To be done
Count the lines below that contain the string "third". Give only that number.

Data to use
● ● ● ● ●

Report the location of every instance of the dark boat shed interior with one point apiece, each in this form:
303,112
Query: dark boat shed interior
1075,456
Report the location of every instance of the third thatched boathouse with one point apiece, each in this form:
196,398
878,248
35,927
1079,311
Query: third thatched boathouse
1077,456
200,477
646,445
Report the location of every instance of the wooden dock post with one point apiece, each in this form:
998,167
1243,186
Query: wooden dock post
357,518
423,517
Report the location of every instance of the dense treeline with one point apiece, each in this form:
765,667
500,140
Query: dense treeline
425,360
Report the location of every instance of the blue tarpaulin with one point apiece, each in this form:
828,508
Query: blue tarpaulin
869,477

● ● ● ● ●

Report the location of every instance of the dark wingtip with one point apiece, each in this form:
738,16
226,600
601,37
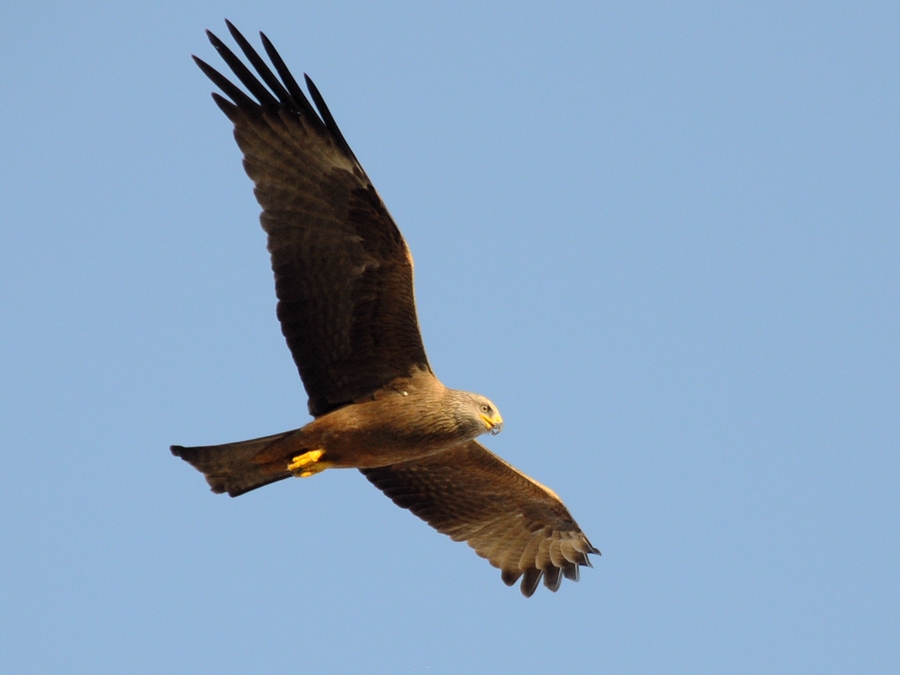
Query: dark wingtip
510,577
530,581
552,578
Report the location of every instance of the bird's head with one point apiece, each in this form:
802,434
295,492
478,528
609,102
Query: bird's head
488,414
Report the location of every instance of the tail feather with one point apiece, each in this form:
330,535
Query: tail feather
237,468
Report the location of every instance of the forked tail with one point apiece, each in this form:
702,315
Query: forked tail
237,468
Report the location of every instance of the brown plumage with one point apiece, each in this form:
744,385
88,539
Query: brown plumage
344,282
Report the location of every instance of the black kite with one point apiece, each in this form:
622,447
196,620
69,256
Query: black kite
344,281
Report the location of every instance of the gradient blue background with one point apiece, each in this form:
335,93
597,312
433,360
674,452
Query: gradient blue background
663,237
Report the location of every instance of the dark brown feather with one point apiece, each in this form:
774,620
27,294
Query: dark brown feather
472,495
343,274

● ● ● ● ●

Worked answer
2